What you will do — Reproduce the chapter summaries on schizophrenia starting at "In light of" and ending at "the dimensional model.", switching every "voice-hearing" to "the experience of hearing voices".

Passage to read —
Content starts

Chapter 4, “A Moving Target,” examines how the diagnosis of schizophrenia has changed over time. Tracing the definition of schizophrenia in the DSM from 1952 to 2013, this chapter analyzes the critiques and commentaries that professional task forces, activists, journalists, patients, and families have extended to every definition of schizophrenia proposed in the manual’s seven different editions. It concludes with the DSM-5’s declaration that it will systematically consider ethical questions and pragmatic matters in its efforts to revise the classification of psychiatric disorders.
In light of these ethical considerations, Chapter 5, “Hearing Voices,” then discusses a relatively new form of protest against the diagnosis of schizophrenia. It discusses the example of the Hearing Voices Movement (HVM), which challenges the pathologization of voice-hearing and its systematic association with the diagnosis of schizophrenia. Indeed, while hearing voices was historically considered as one of the central symptoms of schizophrenia, the Hearing Voices Movement depicts it as a natural part of human experience, one that should not be relegated to a separate and abnormal domain. As we will suggest, this change in the interpretation of voice-hearing can be viewed as yet another incarnation of the dimensional model.
Chapter 6, “Stigma and the Problem of Naming,” examines the decline of “schizophrenia” as a consequence of the stigma carried by the term itself, which, as some argue, leads to harmful discrimination. 39This chapter explores the various calls for changing or dropping the name “schizophrenia” altogether around the world. As we will see, successful examples of name changes in Asian countries have provided both food for thought, and challenging inspiration, for Western attempts to reduce stigma and find alternative labels for the diagnosis.

Content ends

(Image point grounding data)
Content starts

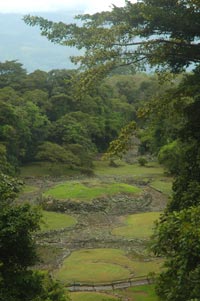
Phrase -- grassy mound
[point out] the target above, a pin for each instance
(82, 192)
(56, 221)
(29, 189)
(137, 225)
(102, 266)
(138, 293)
(164, 186)
(87, 296)
(151, 170)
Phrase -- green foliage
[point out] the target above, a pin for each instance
(177, 239)
(170, 156)
(18, 223)
(121, 145)
(142, 161)
(53, 152)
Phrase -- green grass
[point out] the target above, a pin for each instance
(90, 296)
(79, 191)
(163, 185)
(41, 169)
(56, 221)
(29, 189)
(152, 169)
(139, 293)
(137, 225)
(102, 266)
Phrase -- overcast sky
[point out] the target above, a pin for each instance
(27, 6)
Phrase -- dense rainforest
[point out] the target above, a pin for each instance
(69, 116)
(41, 120)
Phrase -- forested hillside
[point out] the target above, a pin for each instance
(69, 118)
(41, 120)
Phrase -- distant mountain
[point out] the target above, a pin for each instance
(25, 44)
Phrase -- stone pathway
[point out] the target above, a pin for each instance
(105, 287)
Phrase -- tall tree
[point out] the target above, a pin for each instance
(163, 34)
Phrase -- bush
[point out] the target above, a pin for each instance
(142, 161)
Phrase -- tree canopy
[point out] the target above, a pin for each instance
(165, 35)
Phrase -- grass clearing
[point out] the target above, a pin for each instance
(90, 296)
(102, 266)
(138, 293)
(56, 221)
(81, 192)
(41, 169)
(29, 189)
(163, 185)
(137, 225)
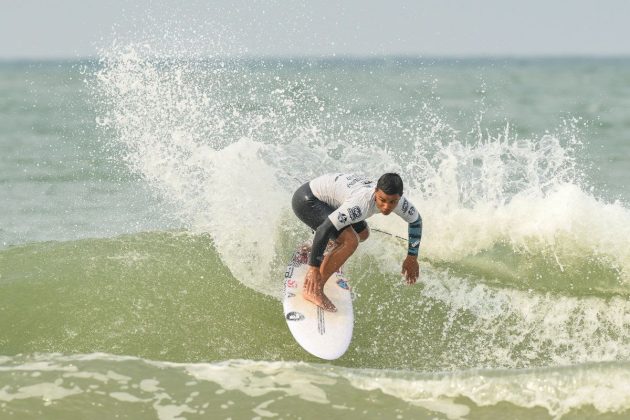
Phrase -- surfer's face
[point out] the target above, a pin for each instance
(384, 202)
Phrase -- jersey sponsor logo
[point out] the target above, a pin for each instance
(295, 316)
(405, 205)
(354, 212)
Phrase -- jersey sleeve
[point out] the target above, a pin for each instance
(348, 213)
(406, 210)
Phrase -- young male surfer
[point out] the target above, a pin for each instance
(335, 206)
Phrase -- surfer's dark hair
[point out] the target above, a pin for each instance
(390, 184)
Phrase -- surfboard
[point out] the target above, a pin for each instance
(324, 334)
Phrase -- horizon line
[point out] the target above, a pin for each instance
(358, 57)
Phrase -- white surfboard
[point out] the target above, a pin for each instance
(324, 334)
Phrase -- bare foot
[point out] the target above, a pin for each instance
(314, 290)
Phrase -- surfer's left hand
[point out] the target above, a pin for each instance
(411, 270)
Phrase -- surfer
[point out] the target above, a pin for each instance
(335, 206)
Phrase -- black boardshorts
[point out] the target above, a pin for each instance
(313, 211)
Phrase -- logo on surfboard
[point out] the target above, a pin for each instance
(294, 316)
(343, 284)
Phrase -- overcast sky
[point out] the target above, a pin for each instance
(79, 28)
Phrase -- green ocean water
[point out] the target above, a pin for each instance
(145, 225)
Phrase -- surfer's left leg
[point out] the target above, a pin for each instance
(346, 243)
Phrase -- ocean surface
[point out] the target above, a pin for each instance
(145, 224)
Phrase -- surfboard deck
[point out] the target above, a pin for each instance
(324, 334)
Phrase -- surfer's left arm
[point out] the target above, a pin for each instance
(410, 267)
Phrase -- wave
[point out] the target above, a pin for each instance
(129, 386)
(170, 296)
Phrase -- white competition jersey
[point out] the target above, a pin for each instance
(353, 198)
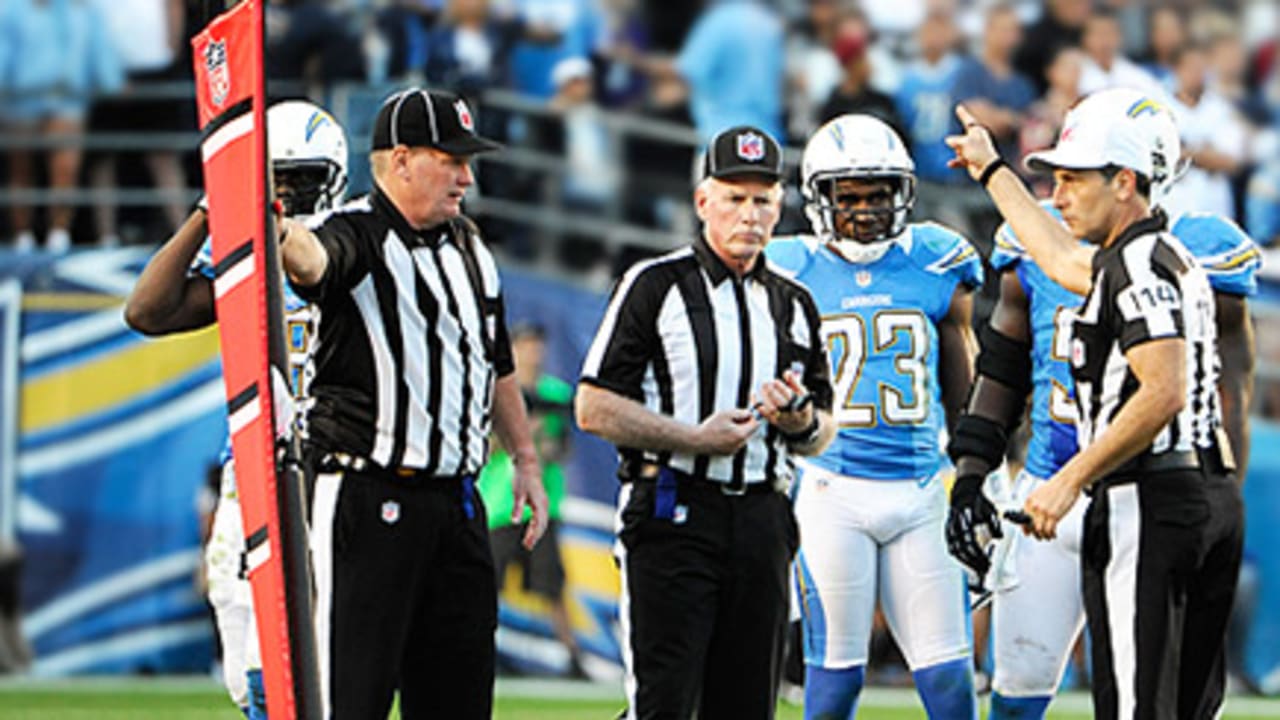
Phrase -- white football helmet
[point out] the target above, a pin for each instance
(859, 147)
(309, 156)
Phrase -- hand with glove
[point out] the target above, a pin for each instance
(973, 522)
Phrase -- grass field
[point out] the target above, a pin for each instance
(109, 698)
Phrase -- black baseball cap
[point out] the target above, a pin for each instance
(428, 118)
(743, 150)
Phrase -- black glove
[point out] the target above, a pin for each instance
(972, 515)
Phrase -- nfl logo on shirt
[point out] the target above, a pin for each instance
(750, 146)
(464, 115)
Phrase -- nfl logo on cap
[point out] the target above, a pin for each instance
(750, 147)
(464, 115)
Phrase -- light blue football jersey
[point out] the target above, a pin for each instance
(300, 336)
(1228, 255)
(880, 326)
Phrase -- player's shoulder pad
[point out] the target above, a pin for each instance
(202, 264)
(790, 255)
(942, 251)
(1228, 254)
(353, 206)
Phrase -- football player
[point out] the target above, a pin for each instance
(1025, 349)
(895, 302)
(174, 294)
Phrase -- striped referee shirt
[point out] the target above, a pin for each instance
(688, 338)
(411, 340)
(1146, 286)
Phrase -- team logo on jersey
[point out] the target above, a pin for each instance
(391, 511)
(216, 73)
(465, 115)
(750, 146)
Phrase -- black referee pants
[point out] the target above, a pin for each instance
(704, 605)
(1160, 560)
(406, 596)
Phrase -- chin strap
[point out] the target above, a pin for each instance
(862, 253)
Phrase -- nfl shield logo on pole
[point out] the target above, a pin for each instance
(750, 147)
(215, 67)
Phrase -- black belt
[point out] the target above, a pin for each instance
(1147, 464)
(647, 473)
(333, 461)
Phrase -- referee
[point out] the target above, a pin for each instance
(414, 368)
(708, 373)
(1164, 533)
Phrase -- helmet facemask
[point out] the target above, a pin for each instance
(307, 187)
(860, 219)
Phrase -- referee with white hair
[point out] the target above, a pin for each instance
(414, 370)
(1164, 534)
(708, 372)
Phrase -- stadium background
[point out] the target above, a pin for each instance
(106, 438)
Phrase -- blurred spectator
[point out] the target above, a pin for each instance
(471, 45)
(854, 92)
(996, 94)
(1166, 32)
(1228, 76)
(45, 89)
(1105, 64)
(927, 104)
(149, 35)
(593, 177)
(813, 67)
(1214, 137)
(1045, 117)
(734, 67)
(1262, 201)
(622, 86)
(310, 42)
(577, 24)
(1061, 24)
(549, 402)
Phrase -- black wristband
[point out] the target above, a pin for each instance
(805, 436)
(991, 171)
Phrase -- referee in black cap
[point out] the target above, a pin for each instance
(708, 373)
(414, 370)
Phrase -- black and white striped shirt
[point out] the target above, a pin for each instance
(1146, 286)
(688, 338)
(411, 340)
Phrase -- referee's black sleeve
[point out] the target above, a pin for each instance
(629, 336)
(1147, 297)
(503, 359)
(341, 242)
(817, 377)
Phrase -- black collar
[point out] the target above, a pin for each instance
(432, 237)
(716, 268)
(1153, 223)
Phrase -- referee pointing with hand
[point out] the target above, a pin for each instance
(414, 367)
(1164, 532)
(708, 372)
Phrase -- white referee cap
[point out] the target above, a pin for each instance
(1104, 130)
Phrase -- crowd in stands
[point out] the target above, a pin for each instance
(74, 65)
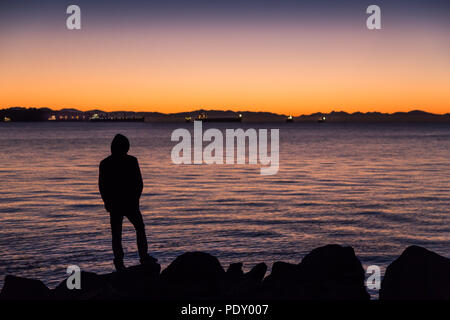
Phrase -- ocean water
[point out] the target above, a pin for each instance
(376, 187)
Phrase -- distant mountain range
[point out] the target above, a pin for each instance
(44, 114)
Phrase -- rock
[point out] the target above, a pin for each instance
(333, 272)
(93, 287)
(234, 272)
(418, 274)
(256, 274)
(17, 288)
(193, 275)
(141, 281)
(283, 282)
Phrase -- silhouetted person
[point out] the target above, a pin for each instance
(120, 184)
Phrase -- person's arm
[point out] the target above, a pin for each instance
(102, 185)
(140, 183)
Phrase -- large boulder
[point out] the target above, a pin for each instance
(283, 282)
(17, 288)
(140, 281)
(418, 274)
(193, 275)
(331, 272)
(93, 287)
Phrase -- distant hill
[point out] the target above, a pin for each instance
(43, 114)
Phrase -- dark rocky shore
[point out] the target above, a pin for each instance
(331, 272)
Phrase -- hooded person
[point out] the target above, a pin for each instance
(120, 183)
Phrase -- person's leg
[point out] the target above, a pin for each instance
(116, 231)
(138, 223)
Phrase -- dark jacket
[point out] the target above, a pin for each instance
(120, 182)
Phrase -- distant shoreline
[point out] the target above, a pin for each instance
(20, 114)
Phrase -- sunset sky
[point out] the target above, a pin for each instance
(290, 57)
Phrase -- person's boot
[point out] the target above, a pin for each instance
(120, 266)
(148, 259)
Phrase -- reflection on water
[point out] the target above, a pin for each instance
(376, 187)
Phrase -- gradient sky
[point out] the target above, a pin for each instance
(291, 57)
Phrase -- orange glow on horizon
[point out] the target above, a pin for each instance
(280, 71)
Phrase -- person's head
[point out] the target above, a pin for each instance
(120, 145)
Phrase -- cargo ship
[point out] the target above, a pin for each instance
(97, 118)
(204, 118)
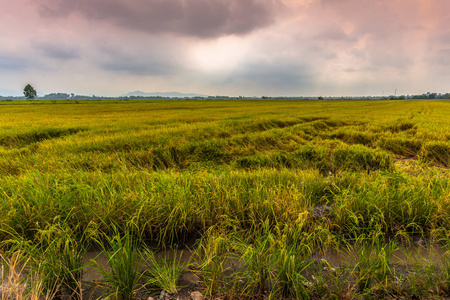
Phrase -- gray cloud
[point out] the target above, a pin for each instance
(281, 77)
(13, 63)
(57, 51)
(195, 18)
(147, 64)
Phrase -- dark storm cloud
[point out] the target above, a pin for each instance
(56, 51)
(136, 64)
(285, 76)
(195, 18)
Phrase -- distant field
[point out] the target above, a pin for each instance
(318, 174)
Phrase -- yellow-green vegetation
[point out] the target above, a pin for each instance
(272, 185)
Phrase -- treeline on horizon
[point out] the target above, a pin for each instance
(66, 96)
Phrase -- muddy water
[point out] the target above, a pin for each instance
(407, 256)
(412, 255)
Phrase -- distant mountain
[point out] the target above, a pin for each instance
(167, 94)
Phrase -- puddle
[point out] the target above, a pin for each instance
(411, 255)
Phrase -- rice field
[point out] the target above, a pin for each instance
(263, 194)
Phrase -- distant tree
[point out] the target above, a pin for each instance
(29, 92)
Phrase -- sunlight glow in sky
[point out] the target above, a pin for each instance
(226, 47)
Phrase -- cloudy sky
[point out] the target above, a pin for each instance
(226, 47)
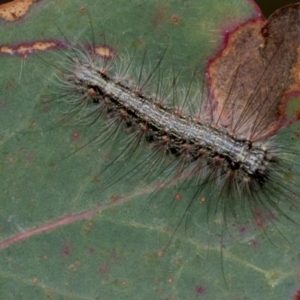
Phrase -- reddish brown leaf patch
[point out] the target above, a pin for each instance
(251, 78)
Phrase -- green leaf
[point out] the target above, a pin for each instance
(65, 237)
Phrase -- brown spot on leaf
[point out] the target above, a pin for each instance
(16, 9)
(252, 76)
(24, 49)
(104, 52)
(175, 19)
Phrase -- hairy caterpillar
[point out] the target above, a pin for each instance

Content ends

Result of the exercise —
In light of these ethical considerations, Chapter 5, “Hearing Voices,” then discusses a relatively new form of protest against the diagnosis of schizophrenia. It discusses the example of the Hearing Voices Movement (HVM), which challenges the pathologization of the experience of hearing voices and its systematic association with the diagnosis of schizophrenia. Indeed, while hearing voices was historically considered as one of the central symptoms of schizophrenia, the Hearing Voices Movement depicts it as a natural part of human experience, one that should not be relegated to a separate and abnormal domain. As we will suggest, this change in the interpretation of the experience of hearing voices can be viewed as yet another incarnation of the dimensional model.